▶ _ARTICLE_:
::::::
As Zuboff explains, data is the quantification of human experience. Privately owned, it is exploited by companies for profits, manipulating consumer preferences and exposing people to ravenous corporate and political propaganda campaigns. Under state capitalism, private tyrannies own a public good — data generated by people — for personal gain.
Indeed, this is par for the course. As I have covered in The Free-Market Fraud: Tech Innovation and Alternatives, the basis of our technology economy lies in the state. Subsequent technology transfers to the private sector ensure the privatization of profits and socialization of risks and costs. Public data undergoes a congruent process of exploitation by a few at the expense of the many.
Yet, at the same time, today’s data and computation systems open new answers for old questions about a socialist construction of our economy. The opportunity is ripe to not only oppose these state and corporate structures, but offer an alternate design.
And it begins with data.
Market Signals and Alternatives
Italian Marxist philosopher Antonio Gramsci coined the phrase ‘hegemonic common sense’ to describe the water we swim in daily, without pondering over the very nature of the water. An example of such hegemonic common sense today is Friedrich Hayek’s neoclassical economics that guides our politics and economy. In broad strokes, the model features price as a container of information that is instantly available for decision-making and commerce. Other information such as reputation also contributes to the daily workings of the market — a hypothesized efficient construct that naturally reveals optimal outcomes based on these signals.
It is a herculean act of will to ignore the shortcomings of this logic in practice. A salesman withholding information, an e-commerce company spreading misinformation with online bot armies (also available for purchase in the market) are examples of how the market allows for, and even encourages new products that undermine the market. The mere existence of a $13B public relations industry (a polite term for propaganda) that dedicates itself to creating “the uninformed consumer making irrational choices,” as described by Noam Chomsky, is enough evidence against Hayekian optimality.
These facts, combined with the emergence of promising technologies open the door for socialists to formulate new modes of operation for the following:
- Discovery: the process by which routine experimentation and development can proceed to find solutions to human problems
- Labor organization and coordination
- Information exchange to facilitate resource, intelligence and labor networks.
::::::
▶ _COLLECTED DATA_:
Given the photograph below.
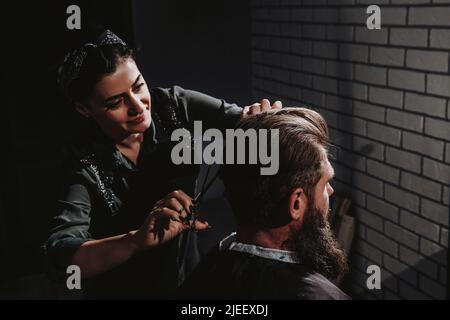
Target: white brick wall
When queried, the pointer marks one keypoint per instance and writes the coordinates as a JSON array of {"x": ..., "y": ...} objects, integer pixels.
[{"x": 385, "y": 94}]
::::::
▶ _PROBLEMS_:
1 - According to the essay on data and economic design, why does the existence of the public relations industry count as evidence against Hayekian optimality? Answer in one to three sentences.
2 - Write the next part of the essay on data and economic design, picking up after its final line.
The material above comes from a different source than the essay.

▶ _OUTPUTS FOR THE TASKS_:
1 - The essay says the $13B public relations industry is devoted to creating "the uninformed consumer making irrational choices," in Noam Chomsky's words. An industry built to leave consumers uninformed and irrational contradicts the Hayekian claim that the market is an efficient construct that reveals optimal outcomes from its information signals.

2 -
Discovery and Development
Today’s profit and rent maximization engines prohibit efficient discovery of problems and corresponding solutions. Capital is only directed to extract short-term profits. Problems that require immediate attention — climate change, healthcare, impoverished research divisions — are neglected and even exacerbated for profits.
With modern information systems and data acquisition, it is conceivable to create public repositories of large datasets extracted from deployed services (remember, it belong to us all anyway). Based on these sets, state and federal project councils can publicly fund and operate periodic communal engineering events.
The goal would be to isolate a few problems and pursue proposed solutions starting at the end of each given event. While algorithm design and software engineering only form one part of the labor, technicians, mechanics, construction engineers, artists and other specialists would also be recruited for the publicly or cooperatively-funded projects.
Example projects may include a live worldwide resource tracker that quantifies all known and potential reserves of various resources on the planet in raw and processed forms. This could include ore, oil, freshwater and so on.
Another system that could be built is a simulator that estimates required resources for a given project at scale. Models are already built for such purposes. Countless open-source projects and Wikipedia also demonstrate the utility of creative and intellectual incentives.
Discovery signals can be enhanced by combining public use of our datasets with ranking systems. For instance, a community can recommend a power system installation to other communities. A recommendation can be made for a biotechnology research team with a proven record on a given project.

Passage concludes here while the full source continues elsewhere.